Kristalina Georgieva
European Commissioner for International Cooperation, Humanitarian Aid and Crisis Response
High-level event on the Sahel, WFP / Rome
20 February 2013
Let me begin by thanking the World Food Programme, and Ertharin Cousin in particular, for organizing this event. It is great to see so many of the participants from last year's event. And great also to see Romano Prodi on the panel.
In the business we are in, we usually meet because something dramatic is happening, and because we want other people to be alarmed by it. That is why we met here a year ago, to ring the alarm bells at what looked like it could turn into a massive humanitarian catastrophe across the Sahel.
But today, we meet for a "lessons learned" not on what went wrong – but on what went right. Let's be clear: last year was not an easy one for the Sahel. But we did avert a major catastrophe. That doesn't make for big newspaper headlines – but it does merit taking stock together. To make sure we head off the next famine, too, and the one after that.
Let's remind ourselves of some basic figures: in 2005, an estimated 250,000 people died of famine in Niger alone. In 2010, around 50,000 people died of famine in Niger. In 2012, the number was probably insignificant. So what had changed?
Most of the key elements for 'getting it right' were actually set out in the joint statement from last year's event here in Rome. But I want to set out four points that I think have been key.
First: we all acted early. Governments in the region, regional organizations (including notably ECOWAS), UN agencies, NGOs, donors. In Niger, for example, the first signals came in November 2011. And the government recognized without delay that it had a problem. By February and March 2012, the response was well under way. We prepositioned staff, food, and supplies for therapeutic feeding. As donors we increased funding massively in January 2012. The pipelines were funded early – and no time was lost with the response.
Second, there was a real recognition that the response to a nutrition crisis needs to be multi-sectorial. It is not just about food. It is also about water and sanitation and health. And both humanitarian and development resources need to be deployed. On the EU side, we put in € 337 m as our response to the Sahel crisis last year. Roughly half from the humanitarian budget, and half from development funds.
Third, we need to target the most vulnerable. The 20% who make up 80% of the victims when things go wrong. In 2012, we funded the use of household economy analysis (HEA) across a number of Sahel countries. This enables accurate targeting of the most vulnerable, including for cash transfers – and we would like to see this rolled out even more widely.
Fourth, we need to work on the long-term resilience of the most vulnerable people of the Sahel. Even if overall we got the emergency response right last year, our long-term agenda needs to be focussed on strengthening the coping capacity of communities and countries.
Complacency would be completely misplaced. To begin with, many of the most vulnerable households of the Sahel came out of last year severely weakened. Child mortality figures remain shockingly high, year in, year out: with at least 200,000 children under five dying annually from malnutrition and related causes. This year could yet be difficult. In Mali, we will have to deal with the humanitarian consequences of last year's political crisis for some time to come – and of course these only add to the vulnerability of the region as a whole. And this structural vulnerability is what we need to work on.
That is why, as you know, we started the AGIR Sahel Alliance last year, together with many of you, at a meeting in Brussels in June. AGIR was formally launched with the countries and regional organizations of the Sahel in Ouagadougou last December. And it now has to move from declarations of intent to action on the ground. The first step is a mapping of 'who does what' on resilience across the Sahel – to which I encourage all of you to contribute.
AGIR will not seek to re-invent the wheel. A lot of good work is happening already. When I was in Burkina last December and again in January I was struck by the excellent results from a pilot initiative to cover the healthcare fees of the under-fives and pregnant and breastfeeding women. An initiative that has reduced under-five mortality by 13%. This is the kind of safety-net scheme that we want to see scaled up across the Sahel. If AGIR can help do that, it will have been worthwhile.
Once again, my thanks to Ertharin for having organized today's discussion. I hope that if we talk about the same subject one year from now, we will again be looking at "how we got it right". And that we will be starting to see the first tangible benefits from our collective work to build resilience in the Sahel.

Given entries:
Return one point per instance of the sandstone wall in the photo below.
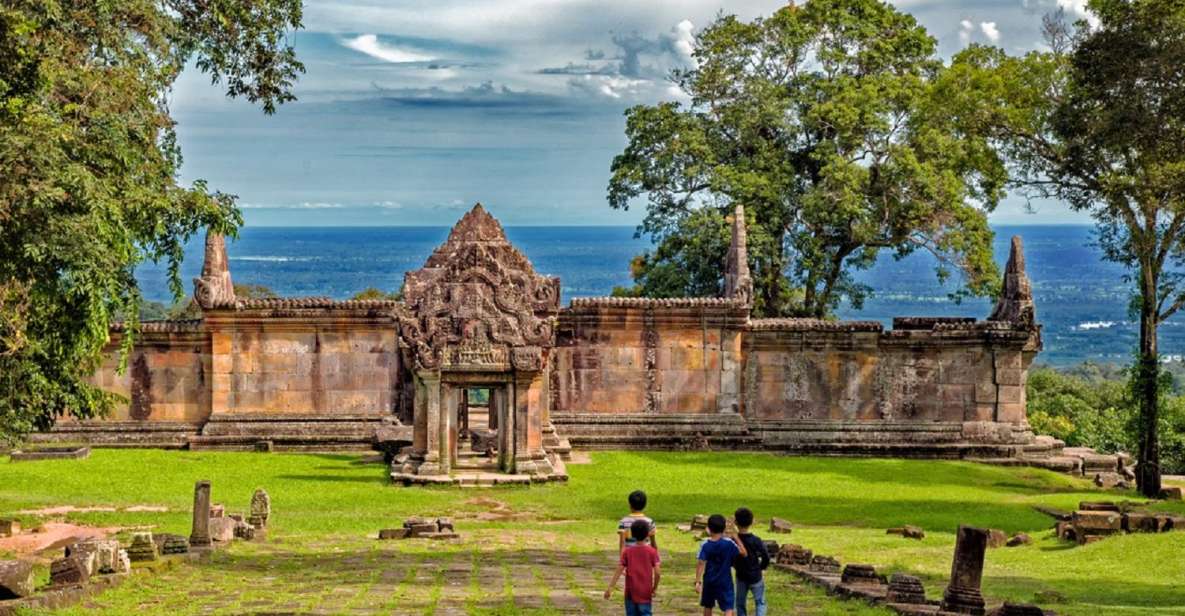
---
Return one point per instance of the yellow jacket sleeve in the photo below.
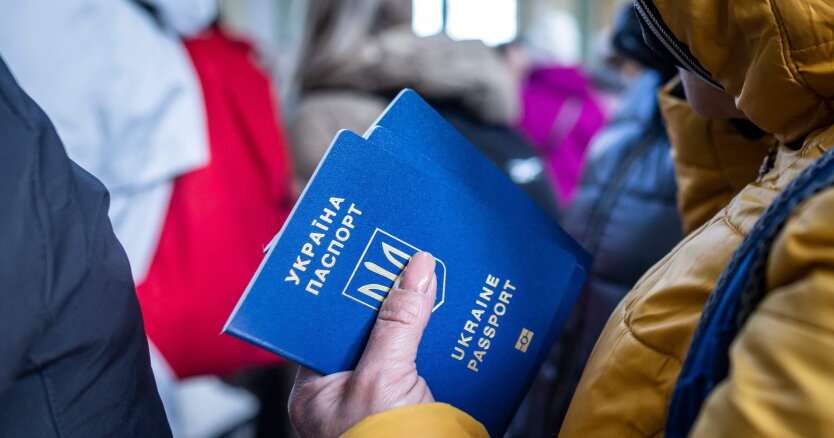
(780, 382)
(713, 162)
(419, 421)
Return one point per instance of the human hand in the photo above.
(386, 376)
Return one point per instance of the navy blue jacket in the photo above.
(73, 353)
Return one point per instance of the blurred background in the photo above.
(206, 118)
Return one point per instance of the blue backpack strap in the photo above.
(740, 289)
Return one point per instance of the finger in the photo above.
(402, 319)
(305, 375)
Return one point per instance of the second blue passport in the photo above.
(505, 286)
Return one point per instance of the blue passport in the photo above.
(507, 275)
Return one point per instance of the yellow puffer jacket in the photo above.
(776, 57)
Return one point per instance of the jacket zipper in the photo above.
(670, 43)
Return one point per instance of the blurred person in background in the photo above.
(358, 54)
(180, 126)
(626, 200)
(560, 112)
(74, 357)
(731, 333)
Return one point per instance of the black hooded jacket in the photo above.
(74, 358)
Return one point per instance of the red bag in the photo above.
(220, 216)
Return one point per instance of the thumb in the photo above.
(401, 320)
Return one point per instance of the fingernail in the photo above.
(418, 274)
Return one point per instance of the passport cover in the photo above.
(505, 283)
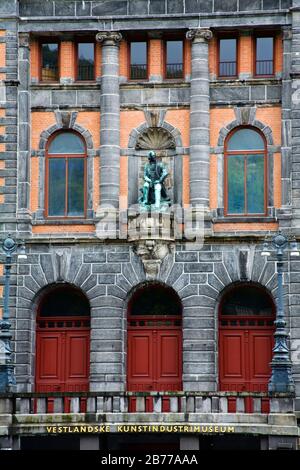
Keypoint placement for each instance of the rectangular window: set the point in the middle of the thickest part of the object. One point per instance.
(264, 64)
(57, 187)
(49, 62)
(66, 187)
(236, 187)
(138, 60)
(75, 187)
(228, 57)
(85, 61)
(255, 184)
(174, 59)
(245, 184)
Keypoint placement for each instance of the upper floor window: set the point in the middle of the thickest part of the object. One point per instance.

Apply what you read:
• a. In the speech on the Sahel, how much did the EU put into its response to the Sahel crisis last year?
• b. Retype the part of the Sahel speech between "AGIR will not" and "in the Sahel.", inclusive.

Expected outputs:
• a. €337 million

• b.
AGIR will not seek to re-invent the wheel. A lot of good work is happening already. When I was in Burkina last December and again in January I was struck by the excellent results from a pilot initiative to cover the healthcare fees of the under-fives and pregnant and breastfeeding women. An initiative that has reduced under-five mortality by 13%. This is the kind of safety-net scheme that we want to see scaled up across the Sahel. If AGIR can help do that, it will have been worthwhile.
Once again, my thanks to Ertharin for having organized today's discussion. I hope that if we talk about the same subject one year from now, we will again be looking at "how we got it right". And that we will be starting to see the first tangible benefits from our collective work to build resilience in the Sahel.